[Short exercise]: Locate each line in the listing below that contains the word "lamp", and copy every such line. Case counts.

[start]

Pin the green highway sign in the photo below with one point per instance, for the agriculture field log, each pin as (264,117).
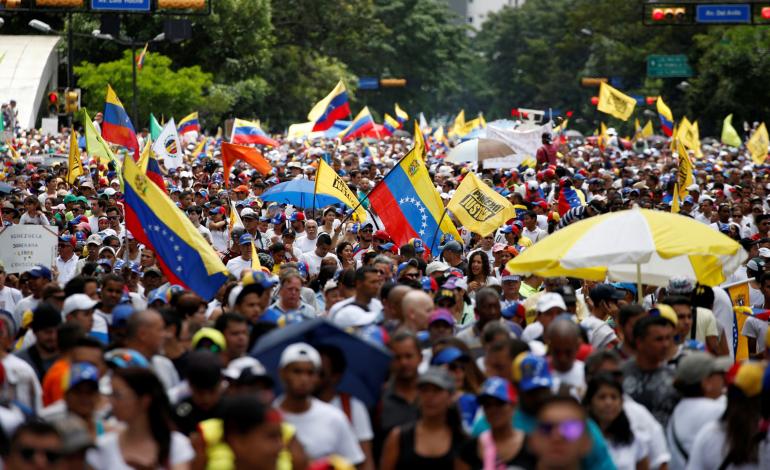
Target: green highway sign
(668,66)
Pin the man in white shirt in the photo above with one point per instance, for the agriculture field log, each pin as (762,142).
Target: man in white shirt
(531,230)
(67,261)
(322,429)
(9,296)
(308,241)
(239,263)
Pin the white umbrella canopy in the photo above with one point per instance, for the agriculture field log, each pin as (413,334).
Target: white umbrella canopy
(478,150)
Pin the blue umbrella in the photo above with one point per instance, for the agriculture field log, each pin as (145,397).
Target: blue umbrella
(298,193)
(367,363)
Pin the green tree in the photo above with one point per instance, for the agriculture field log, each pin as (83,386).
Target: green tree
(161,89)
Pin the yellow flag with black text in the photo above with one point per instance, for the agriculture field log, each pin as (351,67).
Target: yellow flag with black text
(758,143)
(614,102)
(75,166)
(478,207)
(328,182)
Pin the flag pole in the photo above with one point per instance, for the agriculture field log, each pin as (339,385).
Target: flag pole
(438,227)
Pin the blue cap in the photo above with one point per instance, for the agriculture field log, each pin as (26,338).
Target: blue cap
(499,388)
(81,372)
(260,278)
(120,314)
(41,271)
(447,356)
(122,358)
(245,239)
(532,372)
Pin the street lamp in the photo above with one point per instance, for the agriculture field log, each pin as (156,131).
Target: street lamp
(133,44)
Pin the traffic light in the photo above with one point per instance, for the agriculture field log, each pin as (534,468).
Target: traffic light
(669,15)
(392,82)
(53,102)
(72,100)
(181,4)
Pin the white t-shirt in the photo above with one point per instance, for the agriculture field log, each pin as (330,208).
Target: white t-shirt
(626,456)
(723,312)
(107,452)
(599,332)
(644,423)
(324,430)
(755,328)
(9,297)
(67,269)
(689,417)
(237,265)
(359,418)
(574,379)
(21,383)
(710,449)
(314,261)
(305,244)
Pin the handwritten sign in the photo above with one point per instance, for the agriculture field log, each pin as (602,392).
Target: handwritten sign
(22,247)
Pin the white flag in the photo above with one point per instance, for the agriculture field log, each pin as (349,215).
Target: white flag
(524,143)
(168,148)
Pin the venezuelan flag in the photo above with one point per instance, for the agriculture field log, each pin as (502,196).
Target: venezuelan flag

[end]
[start]

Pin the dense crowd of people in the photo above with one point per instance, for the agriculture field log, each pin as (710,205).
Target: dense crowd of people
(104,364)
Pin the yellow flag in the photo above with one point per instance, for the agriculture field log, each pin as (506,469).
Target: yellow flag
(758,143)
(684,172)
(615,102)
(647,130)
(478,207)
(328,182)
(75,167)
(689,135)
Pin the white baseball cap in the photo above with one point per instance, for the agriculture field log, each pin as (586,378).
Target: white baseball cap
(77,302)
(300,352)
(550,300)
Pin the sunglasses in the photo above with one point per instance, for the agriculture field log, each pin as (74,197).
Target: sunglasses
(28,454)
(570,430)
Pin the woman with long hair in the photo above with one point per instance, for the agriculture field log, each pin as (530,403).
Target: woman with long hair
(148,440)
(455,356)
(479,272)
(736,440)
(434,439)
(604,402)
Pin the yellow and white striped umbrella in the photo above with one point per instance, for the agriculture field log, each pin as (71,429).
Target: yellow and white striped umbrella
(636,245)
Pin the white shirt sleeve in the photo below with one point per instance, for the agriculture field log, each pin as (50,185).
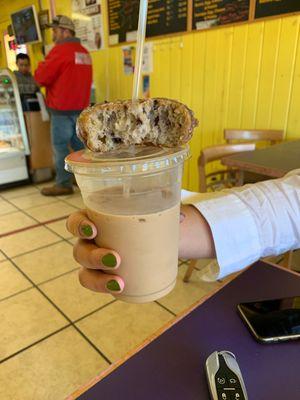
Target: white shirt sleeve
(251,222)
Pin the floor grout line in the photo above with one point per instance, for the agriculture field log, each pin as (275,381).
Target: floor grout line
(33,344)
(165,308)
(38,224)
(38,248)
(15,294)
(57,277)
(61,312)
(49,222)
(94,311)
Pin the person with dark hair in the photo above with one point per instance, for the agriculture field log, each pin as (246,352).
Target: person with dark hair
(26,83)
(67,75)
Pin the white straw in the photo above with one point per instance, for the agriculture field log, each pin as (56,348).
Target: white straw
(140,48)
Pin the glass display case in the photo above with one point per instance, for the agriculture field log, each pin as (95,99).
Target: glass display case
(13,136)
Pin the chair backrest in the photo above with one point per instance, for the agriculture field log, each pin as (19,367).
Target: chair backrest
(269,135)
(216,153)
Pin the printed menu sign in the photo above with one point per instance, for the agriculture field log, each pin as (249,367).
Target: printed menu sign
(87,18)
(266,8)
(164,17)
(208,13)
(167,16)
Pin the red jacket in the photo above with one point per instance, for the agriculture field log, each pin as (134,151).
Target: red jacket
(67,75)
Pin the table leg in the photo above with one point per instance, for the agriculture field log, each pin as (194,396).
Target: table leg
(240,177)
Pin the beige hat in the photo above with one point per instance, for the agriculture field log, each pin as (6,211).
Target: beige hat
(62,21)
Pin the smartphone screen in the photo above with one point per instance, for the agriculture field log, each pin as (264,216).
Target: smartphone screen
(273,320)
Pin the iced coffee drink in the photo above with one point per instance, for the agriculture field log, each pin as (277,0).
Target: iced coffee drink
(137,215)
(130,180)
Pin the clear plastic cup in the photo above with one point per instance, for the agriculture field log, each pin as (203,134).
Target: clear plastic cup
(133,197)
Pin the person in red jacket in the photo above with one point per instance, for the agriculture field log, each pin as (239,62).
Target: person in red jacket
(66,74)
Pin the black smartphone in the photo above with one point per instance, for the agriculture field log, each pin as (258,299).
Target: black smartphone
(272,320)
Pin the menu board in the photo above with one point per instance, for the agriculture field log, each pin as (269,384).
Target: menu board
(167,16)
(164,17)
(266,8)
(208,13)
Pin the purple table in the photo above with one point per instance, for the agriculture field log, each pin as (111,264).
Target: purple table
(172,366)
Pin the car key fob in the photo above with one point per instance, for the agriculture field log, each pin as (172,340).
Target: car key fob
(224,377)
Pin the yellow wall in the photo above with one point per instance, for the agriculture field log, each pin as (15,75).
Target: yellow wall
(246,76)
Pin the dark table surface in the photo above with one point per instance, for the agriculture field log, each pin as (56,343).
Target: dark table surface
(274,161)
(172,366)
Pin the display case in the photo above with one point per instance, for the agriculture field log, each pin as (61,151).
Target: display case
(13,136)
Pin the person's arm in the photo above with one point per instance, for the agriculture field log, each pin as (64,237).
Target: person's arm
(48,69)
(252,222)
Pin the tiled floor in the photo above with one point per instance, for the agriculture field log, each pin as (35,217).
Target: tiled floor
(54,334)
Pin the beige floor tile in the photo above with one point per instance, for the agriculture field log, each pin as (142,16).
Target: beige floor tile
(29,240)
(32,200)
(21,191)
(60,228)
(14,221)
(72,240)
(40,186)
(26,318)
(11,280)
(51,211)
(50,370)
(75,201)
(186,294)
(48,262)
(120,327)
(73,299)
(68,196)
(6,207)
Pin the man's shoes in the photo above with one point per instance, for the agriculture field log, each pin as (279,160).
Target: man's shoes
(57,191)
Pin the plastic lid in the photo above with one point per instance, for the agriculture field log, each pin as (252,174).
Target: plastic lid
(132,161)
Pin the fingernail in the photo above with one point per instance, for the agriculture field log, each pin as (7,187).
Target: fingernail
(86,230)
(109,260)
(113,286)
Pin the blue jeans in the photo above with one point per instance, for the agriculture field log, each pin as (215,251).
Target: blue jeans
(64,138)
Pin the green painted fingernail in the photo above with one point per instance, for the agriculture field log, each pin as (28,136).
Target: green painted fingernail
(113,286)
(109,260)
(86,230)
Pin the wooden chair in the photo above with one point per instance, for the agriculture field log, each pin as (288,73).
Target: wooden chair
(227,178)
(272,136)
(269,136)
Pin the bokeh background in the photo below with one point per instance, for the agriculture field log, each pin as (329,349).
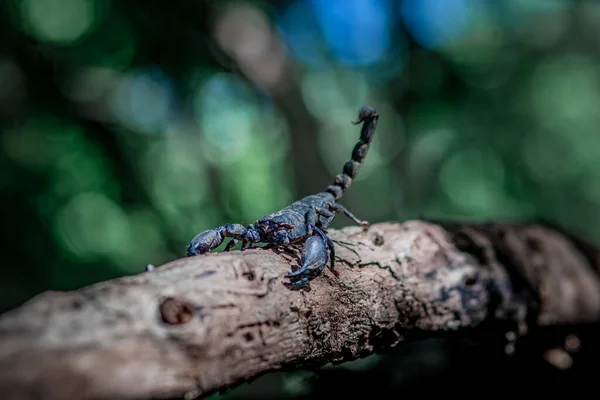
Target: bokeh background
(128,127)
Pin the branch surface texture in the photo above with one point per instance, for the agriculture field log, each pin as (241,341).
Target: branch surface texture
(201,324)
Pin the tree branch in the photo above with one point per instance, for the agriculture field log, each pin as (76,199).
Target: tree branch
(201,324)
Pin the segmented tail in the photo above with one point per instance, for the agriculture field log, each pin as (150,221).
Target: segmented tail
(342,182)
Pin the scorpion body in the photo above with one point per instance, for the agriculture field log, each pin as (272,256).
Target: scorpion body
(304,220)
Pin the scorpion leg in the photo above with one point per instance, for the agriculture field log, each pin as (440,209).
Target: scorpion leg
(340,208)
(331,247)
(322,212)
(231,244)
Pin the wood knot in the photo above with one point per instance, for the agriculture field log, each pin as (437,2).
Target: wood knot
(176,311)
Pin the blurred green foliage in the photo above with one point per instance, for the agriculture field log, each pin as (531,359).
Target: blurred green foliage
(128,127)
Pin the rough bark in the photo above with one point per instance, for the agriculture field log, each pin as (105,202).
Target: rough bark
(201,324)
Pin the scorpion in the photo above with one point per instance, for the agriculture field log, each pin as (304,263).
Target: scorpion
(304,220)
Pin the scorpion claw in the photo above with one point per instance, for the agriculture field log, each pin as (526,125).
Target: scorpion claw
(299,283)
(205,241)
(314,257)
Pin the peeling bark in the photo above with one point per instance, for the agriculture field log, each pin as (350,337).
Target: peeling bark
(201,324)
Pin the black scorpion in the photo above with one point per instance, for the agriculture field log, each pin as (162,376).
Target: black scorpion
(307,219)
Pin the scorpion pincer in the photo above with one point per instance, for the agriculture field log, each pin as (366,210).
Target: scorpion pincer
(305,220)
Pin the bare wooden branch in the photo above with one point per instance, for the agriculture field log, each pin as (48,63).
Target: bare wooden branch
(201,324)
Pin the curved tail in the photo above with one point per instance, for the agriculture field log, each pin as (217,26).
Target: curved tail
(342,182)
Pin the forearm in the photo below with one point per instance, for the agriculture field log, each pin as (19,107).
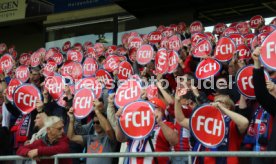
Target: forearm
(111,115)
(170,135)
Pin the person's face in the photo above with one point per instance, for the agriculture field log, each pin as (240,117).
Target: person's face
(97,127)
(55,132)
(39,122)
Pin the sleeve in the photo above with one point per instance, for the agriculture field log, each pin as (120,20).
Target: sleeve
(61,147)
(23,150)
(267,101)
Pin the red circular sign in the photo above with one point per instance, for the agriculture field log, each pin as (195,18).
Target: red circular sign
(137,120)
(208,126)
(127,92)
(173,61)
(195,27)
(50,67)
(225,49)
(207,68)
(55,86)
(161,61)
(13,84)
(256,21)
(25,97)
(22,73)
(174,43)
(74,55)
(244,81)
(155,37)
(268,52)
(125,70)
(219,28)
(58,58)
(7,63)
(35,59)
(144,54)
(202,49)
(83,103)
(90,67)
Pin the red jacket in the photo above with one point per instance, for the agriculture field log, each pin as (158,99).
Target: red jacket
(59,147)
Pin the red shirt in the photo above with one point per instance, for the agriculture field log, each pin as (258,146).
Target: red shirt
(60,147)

[end]

[Answer to the exercise]:
Pin the street lamp in the photo above with one point per instance, for the agriculture field log, each pin as (156,131).
Target: street lamp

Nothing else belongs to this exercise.